→ **QUOTED TEXT**:
- - -

The basic element is this one is the "jar:http://" thing. Thanks to Conal for pointing me to this. OpenOffices uses a kind of zip file to store its files in. The Jar: protocol is able to read those zips straight away. Conal made a wiki page for this:

JarProtocolExample

The only problem is the need for a "http://web/....".

You need to specify the full path, the Jar: protocol does not work with the cocoon sitemap.

His wiki page shows the <map:read>, which works fine. You can read whatever you want from the zip file.

Generator

I went further: I wanted to use the content.xml in that zip in a generator.

So I changed the <map:read> into <map:generate>

This results in an error:

message File "jar:http://web/implements/test.sxw!/office.dtd" not found.
description org.apache.cocoon.ProcessingException: 
Failed to execute pipeline.: org.xml.sax.SAXParseException: 
File "jar:http://web/implements/test.sxw!/office.dtd" not found.

This is correct, the dtd is not in the zipped file. It's only a reference.

Fixing problem 1: modify the catalog

I modified the /resources/entities/catalog file. I added two lines

(Thanks Upayavira for showing me this thing)

- - -

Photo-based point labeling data

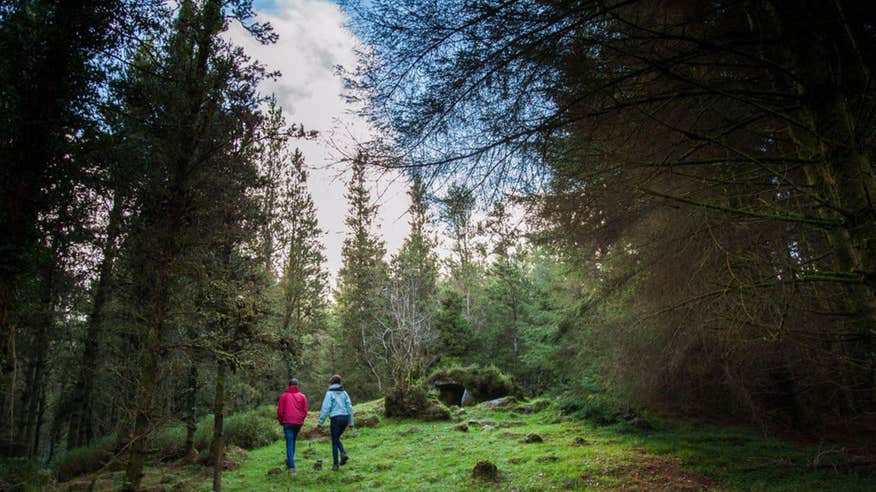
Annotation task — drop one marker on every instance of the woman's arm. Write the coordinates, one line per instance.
(326, 408)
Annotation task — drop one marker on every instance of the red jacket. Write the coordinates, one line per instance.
(292, 407)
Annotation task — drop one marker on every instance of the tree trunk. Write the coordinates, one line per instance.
(81, 430)
(218, 446)
(191, 420)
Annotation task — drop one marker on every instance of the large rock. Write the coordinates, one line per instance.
(471, 385)
(485, 470)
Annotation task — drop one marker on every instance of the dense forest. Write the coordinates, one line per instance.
(632, 206)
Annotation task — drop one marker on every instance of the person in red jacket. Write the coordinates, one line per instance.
(291, 410)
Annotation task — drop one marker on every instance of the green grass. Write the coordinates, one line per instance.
(408, 455)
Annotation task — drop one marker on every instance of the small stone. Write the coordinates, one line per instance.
(549, 457)
(641, 424)
(531, 438)
(368, 421)
(485, 470)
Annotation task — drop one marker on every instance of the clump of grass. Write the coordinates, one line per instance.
(79, 461)
(23, 474)
(248, 430)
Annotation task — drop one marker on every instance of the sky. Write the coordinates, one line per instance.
(313, 41)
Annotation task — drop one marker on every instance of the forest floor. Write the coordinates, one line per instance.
(408, 455)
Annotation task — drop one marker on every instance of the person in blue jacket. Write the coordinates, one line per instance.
(337, 406)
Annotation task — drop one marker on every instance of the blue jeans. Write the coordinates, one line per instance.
(338, 426)
(291, 431)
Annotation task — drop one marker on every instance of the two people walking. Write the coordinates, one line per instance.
(336, 406)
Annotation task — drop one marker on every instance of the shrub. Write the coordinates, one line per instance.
(248, 430)
(251, 429)
(86, 459)
(482, 383)
(169, 442)
(414, 403)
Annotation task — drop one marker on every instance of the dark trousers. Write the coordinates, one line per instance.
(291, 432)
(338, 426)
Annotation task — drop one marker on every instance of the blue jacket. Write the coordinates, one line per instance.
(336, 402)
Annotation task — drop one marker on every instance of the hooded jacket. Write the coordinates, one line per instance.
(292, 407)
(336, 402)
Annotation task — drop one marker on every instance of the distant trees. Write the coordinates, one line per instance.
(361, 279)
(408, 332)
(711, 160)
(304, 281)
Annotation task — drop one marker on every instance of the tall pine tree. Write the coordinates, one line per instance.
(358, 295)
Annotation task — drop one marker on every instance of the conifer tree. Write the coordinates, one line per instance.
(304, 280)
(360, 280)
(410, 295)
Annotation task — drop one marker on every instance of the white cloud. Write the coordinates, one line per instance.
(313, 41)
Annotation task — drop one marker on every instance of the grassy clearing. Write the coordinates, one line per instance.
(407, 455)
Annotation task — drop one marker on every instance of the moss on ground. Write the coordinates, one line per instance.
(409, 455)
(573, 455)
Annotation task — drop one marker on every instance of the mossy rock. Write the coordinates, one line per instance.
(482, 383)
(533, 438)
(485, 470)
(415, 403)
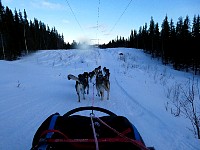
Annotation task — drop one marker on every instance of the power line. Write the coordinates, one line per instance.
(120, 17)
(74, 16)
(98, 21)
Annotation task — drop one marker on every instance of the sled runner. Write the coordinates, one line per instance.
(73, 132)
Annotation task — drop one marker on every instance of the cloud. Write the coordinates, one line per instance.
(65, 21)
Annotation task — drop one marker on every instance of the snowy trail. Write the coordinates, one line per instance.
(37, 86)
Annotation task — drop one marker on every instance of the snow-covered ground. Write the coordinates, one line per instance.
(36, 86)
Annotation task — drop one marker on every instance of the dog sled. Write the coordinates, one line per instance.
(73, 132)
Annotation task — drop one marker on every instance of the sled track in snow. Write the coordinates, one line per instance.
(136, 102)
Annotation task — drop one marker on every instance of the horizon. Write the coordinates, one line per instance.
(100, 21)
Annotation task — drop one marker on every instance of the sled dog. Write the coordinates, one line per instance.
(106, 73)
(81, 84)
(102, 84)
(94, 73)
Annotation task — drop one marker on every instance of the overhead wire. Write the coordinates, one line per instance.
(98, 10)
(120, 17)
(74, 16)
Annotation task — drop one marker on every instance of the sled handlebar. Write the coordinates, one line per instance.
(89, 108)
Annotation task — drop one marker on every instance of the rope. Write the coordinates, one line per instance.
(94, 132)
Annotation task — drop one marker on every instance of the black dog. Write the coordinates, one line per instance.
(106, 72)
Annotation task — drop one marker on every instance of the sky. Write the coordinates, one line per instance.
(99, 21)
(141, 89)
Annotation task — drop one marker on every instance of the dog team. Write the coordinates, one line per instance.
(101, 81)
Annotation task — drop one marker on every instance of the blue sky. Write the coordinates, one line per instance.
(115, 17)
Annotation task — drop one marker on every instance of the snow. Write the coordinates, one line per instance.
(36, 86)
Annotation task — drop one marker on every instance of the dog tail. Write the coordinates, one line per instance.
(70, 76)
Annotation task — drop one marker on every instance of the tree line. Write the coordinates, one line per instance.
(18, 36)
(177, 44)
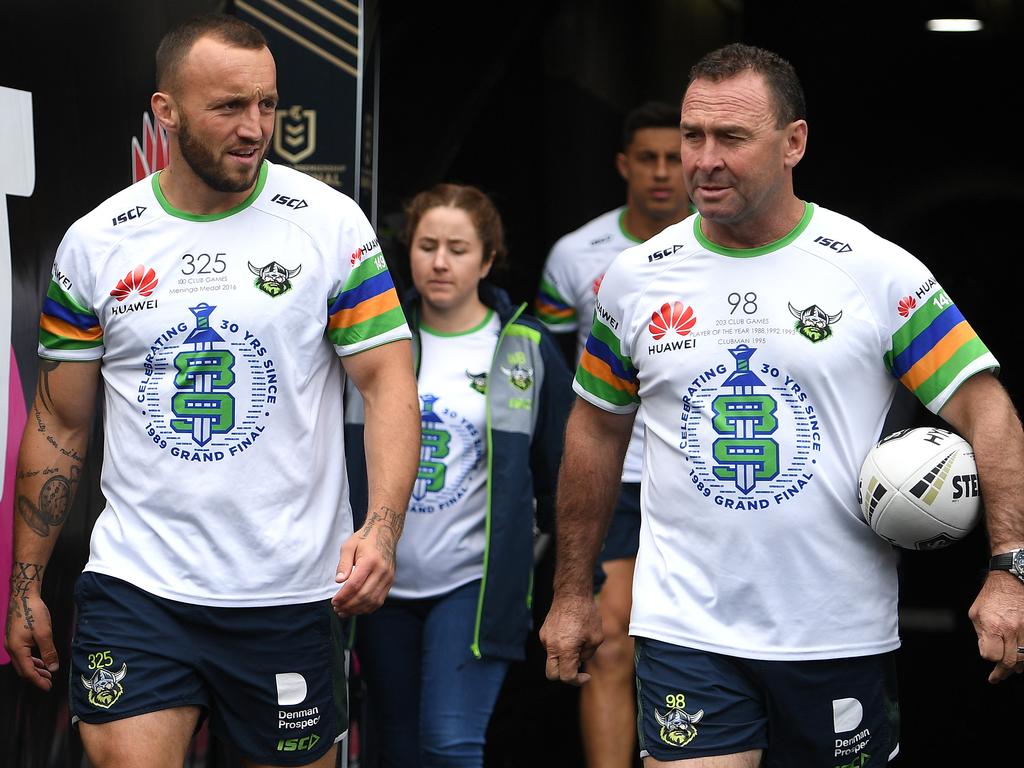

- - -

Update the text on the Jar: protocol by rewriting it starting with "JarProtocolExample" and going on through "the zip file.", with "full path" changed to "complete path".

JarProtocolExample

The only problem is the need for a "http://web/....".

You need to specify the complete path, the Jar: protocol does not work with the cocoon sitemap.

His wiki page shows the <map:read>, which works fine. You can read whatever you want from the zip file.